**Directions**
Copy exactly, please, the line that has "Outline every instance" in it along with every line after it to the end of the listing.
── Supplied material ──
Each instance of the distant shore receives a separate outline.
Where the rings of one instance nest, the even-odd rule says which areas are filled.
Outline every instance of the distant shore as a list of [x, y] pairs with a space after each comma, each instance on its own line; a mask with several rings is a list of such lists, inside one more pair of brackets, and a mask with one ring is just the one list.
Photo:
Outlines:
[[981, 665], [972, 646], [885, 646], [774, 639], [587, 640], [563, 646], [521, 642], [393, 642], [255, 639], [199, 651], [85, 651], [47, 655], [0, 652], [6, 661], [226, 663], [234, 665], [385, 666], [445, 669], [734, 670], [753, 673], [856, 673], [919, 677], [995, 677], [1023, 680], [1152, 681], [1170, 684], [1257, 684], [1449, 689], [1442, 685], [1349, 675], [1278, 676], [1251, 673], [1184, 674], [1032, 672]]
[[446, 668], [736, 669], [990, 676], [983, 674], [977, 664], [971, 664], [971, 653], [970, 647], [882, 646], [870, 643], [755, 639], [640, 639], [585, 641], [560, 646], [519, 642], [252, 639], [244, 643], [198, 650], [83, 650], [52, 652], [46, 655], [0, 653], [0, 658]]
───
**Solution to this problem**
Outline every instance of the distant shore as a list of [x, y] pairs with a space after each comma, each instance on its own line; a mask with several rings is a list of such lists, inside one more pair of brackets, and a mask with one ring is just the one list.
Photo:
Outlines:
[[981, 665], [972, 646], [885, 646], [774, 639], [587, 640], [563, 646], [521, 642], [393, 642], [255, 639], [199, 651], [85, 651], [47, 655], [0, 652], [6, 661], [226, 663], [234, 665], [385, 666], [445, 669], [734, 670], [753, 673], [856, 673], [919, 677], [995, 677], [1023, 680], [1152, 681], [1170, 684], [1257, 684], [1449, 689], [1442, 685], [1349, 675], [1278, 676], [1251, 673], [1184, 674], [1032, 672]]
[[446, 668], [736, 669], [990, 676], [983, 674], [977, 664], [971, 664], [971, 653], [970, 647], [882, 646], [870, 643], [755, 639], [640, 639], [585, 641], [560, 646], [519, 642], [252, 639], [244, 643], [198, 650], [83, 650], [52, 652], [46, 655], [0, 653], [0, 658]]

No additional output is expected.